Annotation dataset entries
···

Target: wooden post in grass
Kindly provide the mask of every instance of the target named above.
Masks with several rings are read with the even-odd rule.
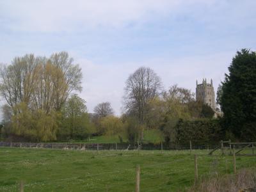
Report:
[[[20,181],[20,192],[24,192],[24,182],[23,182],[23,180]]]
[[[198,180],[198,170],[197,169],[197,156],[195,154],[195,183]]]
[[[224,155],[224,146],[223,146],[223,141],[221,141],[221,155]]]
[[[235,148],[233,147],[233,163],[234,163],[234,173],[236,173],[236,153],[235,153]]]
[[[189,141],[189,144],[190,144],[190,154],[192,154],[192,143],[191,143],[191,140]]]
[[[161,140],[161,153],[163,154],[163,141],[162,141],[162,140]]]
[[[137,165],[136,168],[136,188],[135,188],[135,192],[140,192],[140,164]]]

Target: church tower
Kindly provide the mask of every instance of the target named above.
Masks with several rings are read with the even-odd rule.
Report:
[[[211,83],[207,83],[206,79],[203,79],[202,84],[198,84],[196,80],[196,99],[202,100],[204,104],[208,104],[212,109],[216,110],[214,89],[212,86],[212,79]]]

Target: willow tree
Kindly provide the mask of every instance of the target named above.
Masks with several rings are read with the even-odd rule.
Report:
[[[49,58],[26,54],[2,66],[0,94],[12,108],[14,134],[33,135],[44,141],[55,139],[58,113],[68,96],[81,90],[81,68],[66,52]],[[28,130],[29,121],[22,120],[25,118],[22,113],[38,119],[31,130]]]

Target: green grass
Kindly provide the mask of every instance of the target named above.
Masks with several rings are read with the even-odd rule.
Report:
[[[232,173],[232,156],[198,154],[200,177]],[[141,191],[177,191],[193,184],[189,151],[63,150],[0,148],[0,191],[134,191],[136,166]],[[255,157],[237,157],[237,169],[255,165]]]
[[[163,140],[163,133],[158,129],[150,129],[144,131],[144,143],[160,143],[161,141]],[[126,138],[123,138],[124,142],[127,142]],[[99,136],[92,137],[90,140],[72,140],[71,143],[120,143],[119,138],[117,135],[115,136]]]
[[[90,140],[73,140],[70,141],[71,143],[120,143],[120,140],[118,136],[117,135],[115,136],[99,136],[92,137]],[[69,141],[69,142],[70,142]],[[126,140],[124,140],[124,142],[127,141]]]

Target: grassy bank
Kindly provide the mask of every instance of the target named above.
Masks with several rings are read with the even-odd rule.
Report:
[[[198,154],[200,177],[232,173],[232,157]],[[0,191],[132,191],[135,168],[141,166],[141,191],[177,191],[194,182],[194,156],[189,151],[61,150],[0,148]],[[237,166],[255,166],[255,157],[237,157]]]

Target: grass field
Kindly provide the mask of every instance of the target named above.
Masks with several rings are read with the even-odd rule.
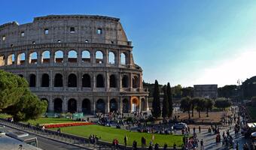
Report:
[[[37,124],[50,124],[50,123],[64,123],[64,122],[75,122],[70,118],[40,118],[36,120],[29,120],[26,122],[27,123],[30,123],[33,125],[36,125]]]
[[[57,129],[54,129],[57,130]],[[100,140],[111,142],[113,139],[117,138],[120,143],[123,144],[124,135],[128,137],[128,145],[132,146],[133,140],[136,140],[138,146],[141,146],[142,136],[146,138],[147,146],[152,139],[152,135],[154,135],[154,143],[157,142],[160,146],[163,146],[164,143],[167,143],[169,146],[172,146],[175,143],[178,147],[182,145],[182,136],[180,135],[163,135],[163,134],[152,134],[146,133],[130,132],[126,130],[117,129],[110,127],[100,125],[86,125],[62,128],[61,131],[70,134],[75,134],[81,136],[89,137],[93,134],[101,137]]]
[[[255,111],[255,109],[256,107],[255,106],[246,106],[247,107],[247,110],[248,110],[248,112],[249,113],[251,118],[254,120],[254,119],[256,119],[256,111]]]

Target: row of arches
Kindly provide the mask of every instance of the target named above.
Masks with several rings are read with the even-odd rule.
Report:
[[[108,52],[108,63],[111,64],[115,64],[117,63],[117,54],[114,51]],[[78,57],[78,52],[76,50],[70,50],[68,52],[67,61],[70,63],[76,63],[78,62],[78,58],[81,58],[81,62],[92,62],[92,54],[90,50],[83,50],[81,53],[81,58]],[[102,64],[104,63],[105,55],[102,51],[97,50],[94,53],[95,63]],[[32,51],[29,53],[29,64],[38,64],[39,61],[42,64],[50,63],[50,51],[45,50],[41,53],[41,60],[38,60],[38,52]],[[14,53],[9,54],[7,56],[7,65],[11,65],[15,64],[15,55]],[[26,63],[26,53],[18,53],[17,58],[17,64],[21,65]],[[62,50],[57,50],[54,52],[54,63],[63,63],[64,62],[64,52]],[[126,52],[122,52],[120,55],[120,64],[128,64],[128,55]],[[5,56],[0,54],[0,66],[5,65]]]
[[[20,76],[23,77],[22,74]],[[41,78],[41,87],[50,87],[50,76],[47,74],[43,74]],[[68,87],[78,87],[78,77],[75,74],[70,74],[68,76]],[[36,76],[34,74],[29,74],[29,87],[36,87]],[[89,74],[84,74],[81,78],[81,86],[84,88],[91,88],[91,76]],[[96,87],[104,88],[105,86],[105,78],[102,74],[98,74],[96,76]],[[63,76],[61,74],[56,74],[53,79],[53,87],[63,87]],[[122,88],[129,87],[129,77],[127,75],[122,76]],[[139,87],[139,80],[137,76],[133,78],[133,88]],[[115,74],[109,76],[109,88],[117,88],[117,77]]]
[[[46,100],[48,103],[47,111],[49,111],[49,101],[46,98],[42,98],[41,100]],[[131,105],[129,103],[129,100],[125,98],[122,100],[123,106],[122,110],[123,113],[130,112],[130,110],[132,106],[132,112],[138,111],[139,107],[139,101],[138,100],[133,99],[132,100]],[[142,99],[142,111],[145,110],[145,100],[144,98]],[[105,108],[105,102],[102,99],[97,100],[96,103],[96,112],[102,112],[106,113]],[[89,99],[85,98],[82,101],[81,106],[78,106],[77,100],[74,98],[71,98],[68,100],[68,110],[69,112],[78,112],[78,107],[81,106],[81,110],[84,114],[90,114],[92,113],[92,105],[91,102]],[[118,110],[118,104],[116,99],[112,98],[109,101],[109,111],[110,112],[117,112]],[[63,101],[61,98],[56,98],[53,100],[53,111],[54,112],[62,112],[63,108]]]

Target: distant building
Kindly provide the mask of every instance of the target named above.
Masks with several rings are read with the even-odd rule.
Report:
[[[194,85],[194,96],[216,98],[218,98],[218,85]]]

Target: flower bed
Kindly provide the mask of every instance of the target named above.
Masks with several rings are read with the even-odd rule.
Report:
[[[45,128],[56,128],[90,125],[90,124],[95,124],[92,122],[70,122],[70,123],[50,124],[43,124],[43,125],[44,126]]]

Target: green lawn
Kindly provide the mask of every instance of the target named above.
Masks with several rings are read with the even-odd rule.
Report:
[[[36,120],[29,120],[26,123],[30,123],[33,125],[36,125],[37,124],[50,124],[50,123],[63,123],[63,122],[75,122],[70,118],[40,118]]]
[[[256,111],[255,106],[246,106],[248,111],[248,113],[252,119],[256,119]]]
[[[53,130],[57,130],[56,128]],[[167,143],[169,146],[172,146],[173,143],[176,143],[178,147],[182,145],[182,136],[180,135],[163,135],[152,134],[146,133],[130,132],[123,129],[117,129],[110,127],[104,127],[100,125],[85,125],[76,127],[62,128],[61,131],[70,134],[75,134],[81,136],[89,137],[93,134],[101,137],[101,140],[111,142],[113,139],[117,138],[120,143],[123,144],[124,135],[128,137],[128,145],[132,146],[133,140],[136,140],[138,146],[141,146],[142,136],[146,138],[147,146],[154,135],[154,143],[157,142],[160,146],[163,146],[164,143]]]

···

Work to be completed
Output the stretch from the line containing "Target: distant building" through the end of the material as a JSON list of strings, one string per line, leaving out blank lines.

Output for this exercise
[
  "Target: distant building",
  "Kindly provide the mask of every instance of the target named above.",
  "Masks with several rings are read with the even-odd rule.",
  "Report:",
  "[[[194,85],[194,96],[216,98],[218,98],[218,85]]]",
  "Target: flower bed",
  "Kindly provide the mask of every instance of the target named above.",
  "Masks with several rings are read with the even-odd rule.",
  "Report:",
  "[[[45,128],[56,128],[90,125],[90,124],[95,124],[92,122],[70,122],[70,123],[50,124],[43,124],[43,125],[44,126]]]",
  "Target: green lawn",
  "Kindly provide the mask of every instance of the target named above.",
  "Masks with several rings are read with the even-odd rule.",
  "Report:",
  "[[[36,120],[29,120],[26,123],[30,123],[33,125],[36,125],[37,124],[50,124],[50,123],[63,123],[63,122],[75,122],[70,118],[40,118]]]",
  "[[[256,111],[255,106],[246,106],[248,111],[248,113],[252,119],[256,119]]]",
  "[[[53,130],[57,130],[56,128]],[[167,143],[169,146],[172,146],[173,143],[176,143],[178,147],[182,145],[182,136],[180,135],[163,135],[152,134],[146,133],[130,132],[123,129],[117,129],[110,127],[104,127],[100,125],[85,125],[76,127],[62,128],[61,131],[70,134],[75,134],[81,136],[89,137],[93,134],[101,137],[101,140],[111,142],[113,139],[117,138],[120,143],[123,144],[124,135],[128,137],[128,145],[132,146],[133,140],[136,140],[138,146],[141,146],[142,136],[146,138],[147,146],[154,135],[154,143],[157,142],[160,146],[163,146],[164,143]]]"
]